-- EXTRACT follows --

If you’re in the trenches shopping for a new mortgage, I’m going to tell you something I’ve rarely told anyone in 13 years in this business: Variable rates are a gamble that you don’t need to take.
There’s little question in my mind that you’ll win for at least a year or two by floating your mortgage rate. But year three is a crap-shoot. And years four and five entail legitimate risk of higher borrowing costs.
The ‘why'
Well, for one thing, the Bank of Canada is swamping our financial market with liquidity. And it’s promised to keep doing that well into next year by buying an array of debt securities, which temporarily suppresses mortgage rates and inspires people to borrow.
On top of that, you’ve got the Finance Department handing out billions of dollars to workers affected by COVID-19.
Many fear all this spending will catch up with us when the economy recovers by driving inflation higher. And even if an inflation spike lasts only a year or two, that may be all that’s needed to help five-year fixed rates outperform.
With the lowest fixed rates now less than seven basis points above the cheapest variable rates, a single rate increase by Bank of Canada in the next 42 months would make a floating rate more expensive based on interest cost alone. (There are 100 basis points in a percentage point.)
How likely are we to see a hike by the central bank in that time frame?
“The short answer is that it is very likely that the Bank of Canada will raise rates at least once in the coming 3.5 years,” Benjamin Tal, deputy chief economist at Canadian Imperial Bank of Commerce, said in an interview. “We have to remember that we are at emergency rates and a reasonable scenario is that the emergency will not last for 3.5 years given the nature [of it].”
Unprecedented stimulus and record-high government debt issuance simply aren’t compatible with zero per cent interest rates in the long term. When our government stops buying bonds, unemployment subsides and consumer demand eclipses precrisis levels, the ceiling on rates goes away.
And when it happens, it happens quickly. Yields can surge by 75 basis points or more seemingly overnight – well, in 30 to 60 days – once traders think inflation is headed back above the central bank’s 2 per cent target.
When that occurs, you’ll want to be in a fixed rate.
Timing is always a factor
For Joe Homeowner, flat to falling yields are good news from a borrowing cost perspective.
Given central bank buying and the uncertain near-term growth outlook, bond yields could easily drop further, taking fixed mortgage rates down with them. The problem is, no one knows for sure if, when or how far they’ll drop.
For those trying to time when to lock in, about the best we can say right now is that fixed rates will stay near or below current levels until the five-year bond yield exceeds 0.6 per cent and stays there. It’s at 0.33 per cent as I write this.
Until then, it’s a waiting game. And with today’s record-low sub-1.99-per-cent five-year fixed rates staring you in the face, you’ve got to ask yourself: How long are you willing to roll the dice and wait to save an additional one-, two- or three-10ths of a percentage point?

-- EXTRACT concluded --
-- DATA TO EXAMINE follows --

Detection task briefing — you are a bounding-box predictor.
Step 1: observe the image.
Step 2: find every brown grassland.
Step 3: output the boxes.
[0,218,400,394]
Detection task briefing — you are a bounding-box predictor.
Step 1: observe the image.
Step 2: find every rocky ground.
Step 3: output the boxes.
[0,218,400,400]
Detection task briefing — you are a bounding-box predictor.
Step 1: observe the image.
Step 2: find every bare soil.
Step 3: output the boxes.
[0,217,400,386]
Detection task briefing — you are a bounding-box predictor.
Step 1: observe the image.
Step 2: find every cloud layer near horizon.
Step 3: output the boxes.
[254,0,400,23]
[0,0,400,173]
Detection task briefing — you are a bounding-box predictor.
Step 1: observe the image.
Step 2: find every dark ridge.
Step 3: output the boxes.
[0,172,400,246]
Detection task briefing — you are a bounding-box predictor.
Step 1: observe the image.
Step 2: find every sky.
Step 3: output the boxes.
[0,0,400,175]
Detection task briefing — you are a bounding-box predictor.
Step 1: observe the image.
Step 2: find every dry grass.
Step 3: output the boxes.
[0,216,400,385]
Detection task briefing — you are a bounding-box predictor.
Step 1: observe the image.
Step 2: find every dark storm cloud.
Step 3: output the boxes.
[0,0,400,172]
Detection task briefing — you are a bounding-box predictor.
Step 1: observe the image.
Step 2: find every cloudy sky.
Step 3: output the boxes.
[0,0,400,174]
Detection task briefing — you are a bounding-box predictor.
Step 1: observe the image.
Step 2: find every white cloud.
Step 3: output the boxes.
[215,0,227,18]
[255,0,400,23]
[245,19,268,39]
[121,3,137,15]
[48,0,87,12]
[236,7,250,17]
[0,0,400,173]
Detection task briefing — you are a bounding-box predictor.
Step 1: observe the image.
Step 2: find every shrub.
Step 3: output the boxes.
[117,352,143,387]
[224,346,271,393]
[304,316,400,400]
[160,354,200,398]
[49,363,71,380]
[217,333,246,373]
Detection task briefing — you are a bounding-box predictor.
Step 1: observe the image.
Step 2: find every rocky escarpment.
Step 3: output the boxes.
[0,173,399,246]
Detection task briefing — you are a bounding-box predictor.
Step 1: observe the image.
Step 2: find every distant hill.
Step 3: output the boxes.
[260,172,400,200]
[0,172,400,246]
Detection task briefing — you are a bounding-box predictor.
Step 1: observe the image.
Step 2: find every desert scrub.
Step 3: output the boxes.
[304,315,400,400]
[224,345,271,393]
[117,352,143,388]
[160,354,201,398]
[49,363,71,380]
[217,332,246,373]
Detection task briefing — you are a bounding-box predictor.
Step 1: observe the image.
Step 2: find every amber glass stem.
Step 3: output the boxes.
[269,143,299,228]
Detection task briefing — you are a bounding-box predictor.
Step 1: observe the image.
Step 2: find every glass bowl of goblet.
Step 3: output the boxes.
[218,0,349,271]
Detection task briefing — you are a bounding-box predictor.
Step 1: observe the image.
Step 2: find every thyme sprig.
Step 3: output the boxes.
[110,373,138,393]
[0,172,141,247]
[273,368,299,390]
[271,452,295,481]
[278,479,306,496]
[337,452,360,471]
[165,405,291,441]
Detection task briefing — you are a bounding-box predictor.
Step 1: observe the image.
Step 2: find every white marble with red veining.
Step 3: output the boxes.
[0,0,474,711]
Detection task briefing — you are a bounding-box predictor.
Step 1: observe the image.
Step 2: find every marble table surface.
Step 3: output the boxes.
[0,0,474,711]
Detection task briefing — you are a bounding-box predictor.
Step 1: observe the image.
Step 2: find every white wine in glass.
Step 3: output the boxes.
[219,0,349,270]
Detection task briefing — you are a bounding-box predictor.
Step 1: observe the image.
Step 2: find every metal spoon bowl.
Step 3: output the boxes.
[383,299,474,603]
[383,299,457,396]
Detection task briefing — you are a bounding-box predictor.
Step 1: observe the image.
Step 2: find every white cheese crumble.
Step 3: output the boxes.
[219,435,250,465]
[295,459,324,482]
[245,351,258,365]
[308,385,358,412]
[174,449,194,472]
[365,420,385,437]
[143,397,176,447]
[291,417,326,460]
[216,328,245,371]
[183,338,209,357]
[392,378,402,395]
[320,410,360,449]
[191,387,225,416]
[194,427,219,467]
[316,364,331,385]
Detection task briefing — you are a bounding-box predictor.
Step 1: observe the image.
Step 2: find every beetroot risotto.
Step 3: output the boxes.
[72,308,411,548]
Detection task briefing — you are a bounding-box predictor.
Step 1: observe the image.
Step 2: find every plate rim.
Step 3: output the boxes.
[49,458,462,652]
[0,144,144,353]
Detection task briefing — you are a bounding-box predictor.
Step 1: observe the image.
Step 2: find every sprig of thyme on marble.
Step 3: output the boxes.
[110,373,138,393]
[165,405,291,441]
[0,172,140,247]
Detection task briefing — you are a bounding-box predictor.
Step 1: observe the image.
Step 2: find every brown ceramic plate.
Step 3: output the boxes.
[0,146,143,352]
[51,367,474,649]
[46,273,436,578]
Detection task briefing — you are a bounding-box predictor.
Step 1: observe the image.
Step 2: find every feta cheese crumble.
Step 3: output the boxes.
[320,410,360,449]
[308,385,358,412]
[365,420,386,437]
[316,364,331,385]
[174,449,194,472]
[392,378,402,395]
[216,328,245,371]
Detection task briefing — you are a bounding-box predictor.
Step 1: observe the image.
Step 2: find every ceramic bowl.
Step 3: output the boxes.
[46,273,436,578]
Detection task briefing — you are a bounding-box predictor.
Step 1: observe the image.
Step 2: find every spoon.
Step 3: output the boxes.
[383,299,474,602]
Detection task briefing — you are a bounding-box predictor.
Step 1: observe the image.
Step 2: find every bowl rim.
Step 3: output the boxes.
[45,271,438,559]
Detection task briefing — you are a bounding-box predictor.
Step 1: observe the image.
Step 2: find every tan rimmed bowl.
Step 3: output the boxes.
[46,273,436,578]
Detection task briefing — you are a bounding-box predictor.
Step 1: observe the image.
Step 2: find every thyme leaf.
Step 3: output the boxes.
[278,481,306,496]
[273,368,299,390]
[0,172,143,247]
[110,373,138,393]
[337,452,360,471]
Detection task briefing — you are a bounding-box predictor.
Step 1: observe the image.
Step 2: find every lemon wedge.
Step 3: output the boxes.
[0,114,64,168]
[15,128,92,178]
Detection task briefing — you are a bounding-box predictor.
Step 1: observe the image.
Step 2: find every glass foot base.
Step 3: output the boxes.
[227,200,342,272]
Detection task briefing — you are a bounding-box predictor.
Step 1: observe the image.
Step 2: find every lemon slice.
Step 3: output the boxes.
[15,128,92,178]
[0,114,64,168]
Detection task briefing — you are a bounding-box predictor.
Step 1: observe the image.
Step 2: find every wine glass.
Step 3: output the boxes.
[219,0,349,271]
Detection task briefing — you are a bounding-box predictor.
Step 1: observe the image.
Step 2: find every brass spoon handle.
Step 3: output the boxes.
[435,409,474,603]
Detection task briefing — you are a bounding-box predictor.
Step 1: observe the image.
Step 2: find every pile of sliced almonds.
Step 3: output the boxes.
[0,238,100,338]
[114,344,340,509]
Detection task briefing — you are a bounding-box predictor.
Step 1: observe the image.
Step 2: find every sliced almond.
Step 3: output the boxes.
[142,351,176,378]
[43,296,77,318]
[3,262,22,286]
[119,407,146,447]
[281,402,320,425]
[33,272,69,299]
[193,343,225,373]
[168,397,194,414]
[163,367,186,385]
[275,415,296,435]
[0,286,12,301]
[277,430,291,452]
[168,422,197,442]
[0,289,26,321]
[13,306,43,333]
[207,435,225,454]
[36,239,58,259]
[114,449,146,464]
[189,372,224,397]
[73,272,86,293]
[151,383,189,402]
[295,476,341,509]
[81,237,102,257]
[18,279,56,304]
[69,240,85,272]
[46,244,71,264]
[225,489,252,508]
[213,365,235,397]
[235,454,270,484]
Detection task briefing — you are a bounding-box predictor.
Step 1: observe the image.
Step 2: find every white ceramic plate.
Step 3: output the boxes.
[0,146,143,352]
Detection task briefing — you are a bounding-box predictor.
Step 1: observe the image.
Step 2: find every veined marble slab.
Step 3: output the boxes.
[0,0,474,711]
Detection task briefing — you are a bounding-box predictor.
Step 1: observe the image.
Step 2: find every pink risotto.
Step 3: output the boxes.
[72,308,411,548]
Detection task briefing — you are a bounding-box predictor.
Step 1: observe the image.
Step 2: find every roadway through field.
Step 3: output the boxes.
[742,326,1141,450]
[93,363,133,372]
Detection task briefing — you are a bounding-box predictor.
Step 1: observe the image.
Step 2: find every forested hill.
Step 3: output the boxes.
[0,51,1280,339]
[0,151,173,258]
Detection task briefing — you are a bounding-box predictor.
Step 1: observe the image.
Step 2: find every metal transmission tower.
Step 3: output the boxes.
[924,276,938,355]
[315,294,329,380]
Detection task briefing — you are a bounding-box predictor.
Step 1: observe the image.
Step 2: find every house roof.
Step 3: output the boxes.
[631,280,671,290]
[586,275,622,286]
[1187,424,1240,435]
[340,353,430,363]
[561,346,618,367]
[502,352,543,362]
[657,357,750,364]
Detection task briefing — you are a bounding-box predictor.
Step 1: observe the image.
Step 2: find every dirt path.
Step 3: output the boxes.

-- DATA TO EXAMINE concluded --

EXERCISE 1 |
Decide whether each statement agrees with the mortgage-rate article. Answer yes or no, and quote the words that settle it.
(a) The Bank of Canada has promised to keep buying debt securities well into next year.
(b) The five-year bond yield stood at 0.6 per cent at the time of writing.
(c) The lowest fixed rates are more than ten basis points above the cheapest variable rates.
EXERCISE 2 | Echo the passage of the mortgage-rate article starting with "If you’re in" and going on through "higher borrowing costs.".
The material above was taken from a different source.

TASK SOLUTION 1 |
(a) Yes: "it’s promised to keep doing that well into next year by buying an array of debt securities"
(b) No: "It’s at 0.33 per cent as I write this."
(c) No: "With the lowest fixed rates now less than seven basis points above the cheapest variable rates"

TASK SOLUTION 2 |
If you’re in the trenches shopping for a new mortgage, I’m going to tell you something I’ve rarely told anyone in 13 years in this business: Variable rates are a gamble that you don’t need to take.
There’s little question in my mind that you’ll win for at least a year or two by floating your mortgage rate. But year three is a crap-shoot. And years four and five entail legitimate risk of higher borrowing costs.